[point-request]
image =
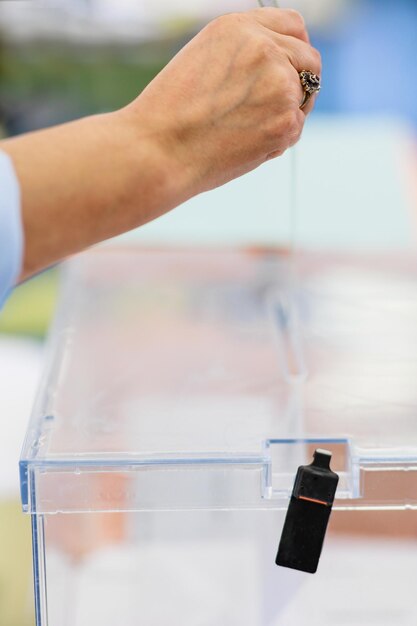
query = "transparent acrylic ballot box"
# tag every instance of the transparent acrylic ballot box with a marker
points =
(182, 391)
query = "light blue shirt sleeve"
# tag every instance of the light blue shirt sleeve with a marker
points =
(11, 230)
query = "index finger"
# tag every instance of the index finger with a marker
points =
(282, 21)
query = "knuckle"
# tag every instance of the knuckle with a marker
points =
(228, 21)
(297, 18)
(316, 56)
(266, 48)
(291, 124)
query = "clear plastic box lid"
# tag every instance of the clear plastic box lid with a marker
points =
(188, 379)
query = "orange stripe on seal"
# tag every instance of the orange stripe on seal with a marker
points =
(313, 500)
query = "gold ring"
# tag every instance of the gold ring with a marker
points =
(310, 83)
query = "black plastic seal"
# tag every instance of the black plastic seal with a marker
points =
(308, 514)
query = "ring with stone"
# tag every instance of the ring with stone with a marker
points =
(310, 83)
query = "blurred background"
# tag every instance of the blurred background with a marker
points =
(62, 59)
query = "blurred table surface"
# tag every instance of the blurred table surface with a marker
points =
(352, 178)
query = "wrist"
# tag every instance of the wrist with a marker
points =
(151, 152)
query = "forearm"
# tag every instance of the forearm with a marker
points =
(89, 180)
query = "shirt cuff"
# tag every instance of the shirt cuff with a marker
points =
(11, 230)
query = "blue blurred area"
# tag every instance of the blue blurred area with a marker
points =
(369, 60)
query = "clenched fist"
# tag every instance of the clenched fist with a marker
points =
(226, 103)
(230, 99)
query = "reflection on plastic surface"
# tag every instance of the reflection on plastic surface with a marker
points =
(166, 374)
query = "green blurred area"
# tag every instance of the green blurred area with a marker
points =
(96, 80)
(30, 308)
(16, 598)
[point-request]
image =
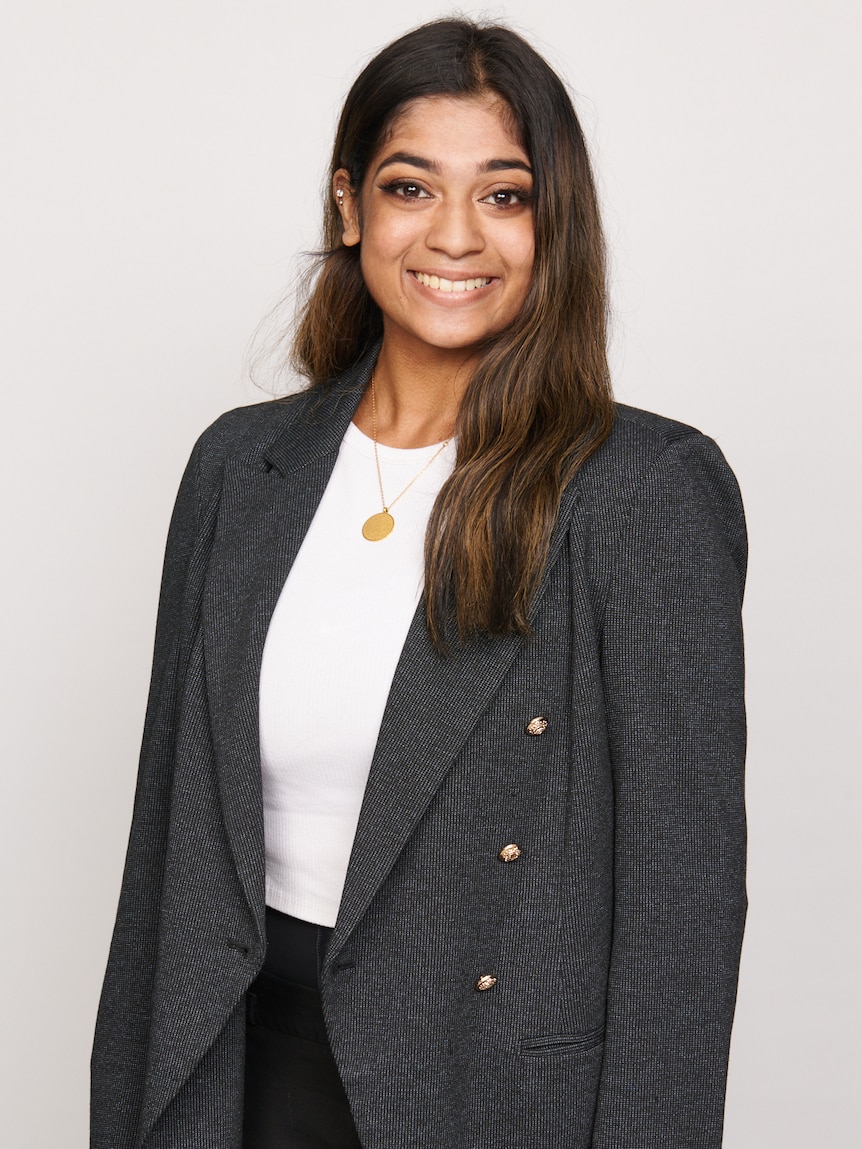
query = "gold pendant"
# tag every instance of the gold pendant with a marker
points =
(378, 526)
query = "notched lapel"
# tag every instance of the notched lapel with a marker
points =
(433, 704)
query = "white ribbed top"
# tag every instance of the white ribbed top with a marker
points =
(331, 650)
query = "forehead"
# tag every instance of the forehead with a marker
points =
(437, 118)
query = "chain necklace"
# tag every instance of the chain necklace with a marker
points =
(383, 524)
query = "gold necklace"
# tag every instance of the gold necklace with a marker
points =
(382, 524)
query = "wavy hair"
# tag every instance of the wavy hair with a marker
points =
(539, 401)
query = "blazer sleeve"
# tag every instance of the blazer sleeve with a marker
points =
(122, 1030)
(674, 681)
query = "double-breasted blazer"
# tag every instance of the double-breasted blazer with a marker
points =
(614, 937)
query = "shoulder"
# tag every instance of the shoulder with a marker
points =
(640, 447)
(659, 471)
(249, 430)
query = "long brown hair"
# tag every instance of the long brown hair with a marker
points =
(539, 402)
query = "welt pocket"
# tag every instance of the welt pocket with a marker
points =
(562, 1042)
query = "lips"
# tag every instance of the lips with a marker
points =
(439, 283)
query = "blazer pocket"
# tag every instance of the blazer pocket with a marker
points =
(562, 1043)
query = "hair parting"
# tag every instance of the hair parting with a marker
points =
(539, 402)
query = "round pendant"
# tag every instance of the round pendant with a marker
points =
(378, 526)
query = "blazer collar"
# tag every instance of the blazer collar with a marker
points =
(326, 411)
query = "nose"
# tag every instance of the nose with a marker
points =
(455, 229)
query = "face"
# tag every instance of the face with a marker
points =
(445, 224)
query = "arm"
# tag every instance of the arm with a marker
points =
(122, 1030)
(672, 671)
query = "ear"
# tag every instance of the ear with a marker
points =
(347, 203)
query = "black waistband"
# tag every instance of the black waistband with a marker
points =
(289, 1008)
(294, 948)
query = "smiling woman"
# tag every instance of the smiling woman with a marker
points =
(446, 228)
(439, 834)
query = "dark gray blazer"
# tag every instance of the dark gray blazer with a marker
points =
(614, 938)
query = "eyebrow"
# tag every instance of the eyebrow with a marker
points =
(417, 161)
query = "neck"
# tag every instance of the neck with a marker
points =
(417, 399)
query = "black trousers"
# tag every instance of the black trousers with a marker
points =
(293, 1094)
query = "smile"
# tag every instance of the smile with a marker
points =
(438, 283)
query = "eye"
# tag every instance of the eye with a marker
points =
(406, 190)
(508, 197)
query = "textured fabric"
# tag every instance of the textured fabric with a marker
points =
(614, 938)
(331, 652)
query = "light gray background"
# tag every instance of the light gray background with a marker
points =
(163, 162)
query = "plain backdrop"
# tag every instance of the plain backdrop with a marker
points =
(162, 167)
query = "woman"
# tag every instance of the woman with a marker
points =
(448, 679)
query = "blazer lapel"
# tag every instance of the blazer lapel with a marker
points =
(268, 501)
(433, 704)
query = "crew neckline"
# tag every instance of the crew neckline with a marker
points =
(366, 444)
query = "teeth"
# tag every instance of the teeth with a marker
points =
(438, 283)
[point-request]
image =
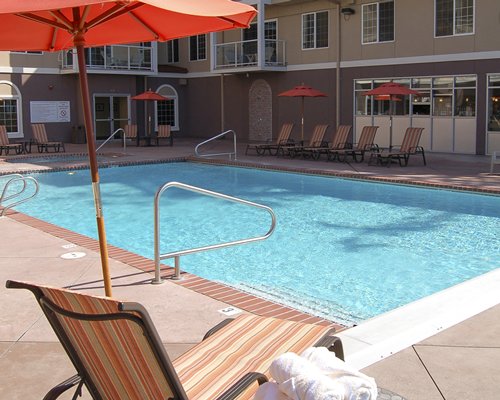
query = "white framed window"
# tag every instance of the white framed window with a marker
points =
(454, 17)
(378, 22)
(167, 111)
(315, 30)
(173, 51)
(28, 52)
(198, 47)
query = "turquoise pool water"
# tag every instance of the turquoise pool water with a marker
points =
(345, 250)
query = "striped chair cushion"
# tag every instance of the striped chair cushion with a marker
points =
(249, 343)
(115, 354)
(121, 364)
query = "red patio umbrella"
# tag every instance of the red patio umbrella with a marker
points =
(148, 96)
(392, 90)
(302, 91)
(52, 25)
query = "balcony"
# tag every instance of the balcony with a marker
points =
(244, 56)
(117, 58)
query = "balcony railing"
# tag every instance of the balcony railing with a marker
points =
(117, 57)
(245, 54)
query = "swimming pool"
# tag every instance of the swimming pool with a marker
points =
(344, 250)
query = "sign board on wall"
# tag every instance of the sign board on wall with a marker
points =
(49, 111)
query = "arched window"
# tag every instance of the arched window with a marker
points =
(10, 109)
(167, 112)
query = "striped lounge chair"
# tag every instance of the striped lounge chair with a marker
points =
(131, 133)
(273, 148)
(41, 140)
(316, 142)
(339, 141)
(164, 132)
(402, 154)
(366, 143)
(6, 145)
(118, 354)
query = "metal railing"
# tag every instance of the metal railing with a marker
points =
(112, 136)
(16, 178)
(176, 254)
(232, 153)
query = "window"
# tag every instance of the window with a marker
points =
(250, 37)
(198, 47)
(454, 17)
(378, 22)
(167, 111)
(173, 51)
(315, 30)
(494, 103)
(465, 96)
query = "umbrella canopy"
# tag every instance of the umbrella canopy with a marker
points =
(390, 91)
(302, 91)
(51, 25)
(149, 95)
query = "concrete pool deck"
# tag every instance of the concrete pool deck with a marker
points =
(458, 358)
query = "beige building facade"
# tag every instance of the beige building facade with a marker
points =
(448, 50)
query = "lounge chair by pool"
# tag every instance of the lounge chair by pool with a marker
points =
(118, 353)
(366, 143)
(6, 145)
(273, 148)
(402, 154)
(316, 142)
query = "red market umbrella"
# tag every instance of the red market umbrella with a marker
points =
(147, 96)
(391, 91)
(302, 91)
(53, 25)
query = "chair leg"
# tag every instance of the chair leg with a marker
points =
(423, 155)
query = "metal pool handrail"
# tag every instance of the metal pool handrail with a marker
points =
(15, 178)
(111, 137)
(176, 254)
(232, 153)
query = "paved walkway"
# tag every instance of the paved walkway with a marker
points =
(460, 360)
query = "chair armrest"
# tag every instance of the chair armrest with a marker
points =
(242, 384)
(332, 343)
(217, 327)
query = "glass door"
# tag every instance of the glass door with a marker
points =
(110, 113)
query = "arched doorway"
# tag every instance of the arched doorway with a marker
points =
(11, 109)
(260, 111)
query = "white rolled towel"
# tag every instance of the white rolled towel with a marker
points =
(289, 365)
(270, 391)
(317, 387)
(357, 385)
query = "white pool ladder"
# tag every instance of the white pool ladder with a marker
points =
(231, 154)
(12, 178)
(177, 254)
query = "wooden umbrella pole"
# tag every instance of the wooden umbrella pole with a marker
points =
(302, 120)
(101, 232)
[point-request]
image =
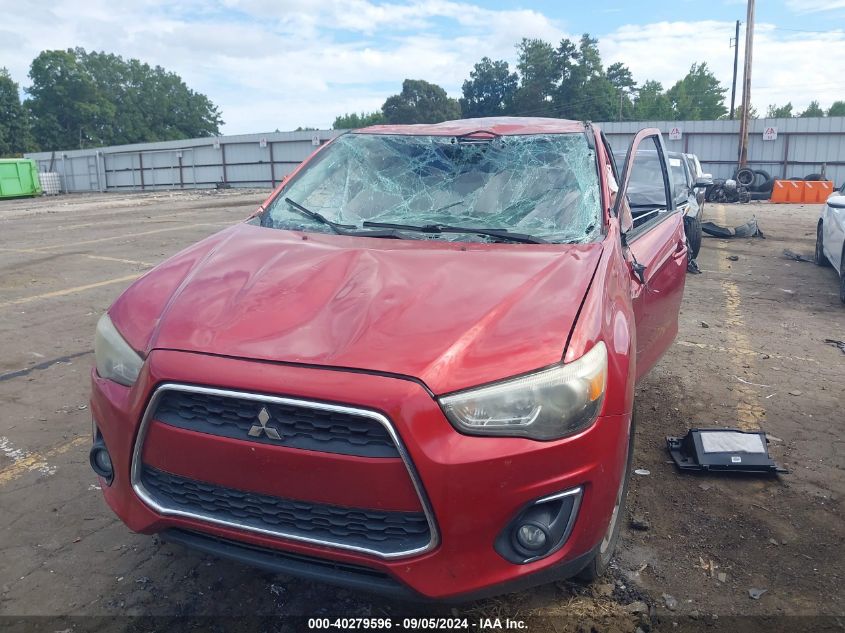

+-------+

** OBJECTIVE **
Pick out every line of the records that contains the word "smile" and copy each one. Case counts.

** SOLVED EXERCISE **
query = "smile"
# tag every instance of the smile with a marker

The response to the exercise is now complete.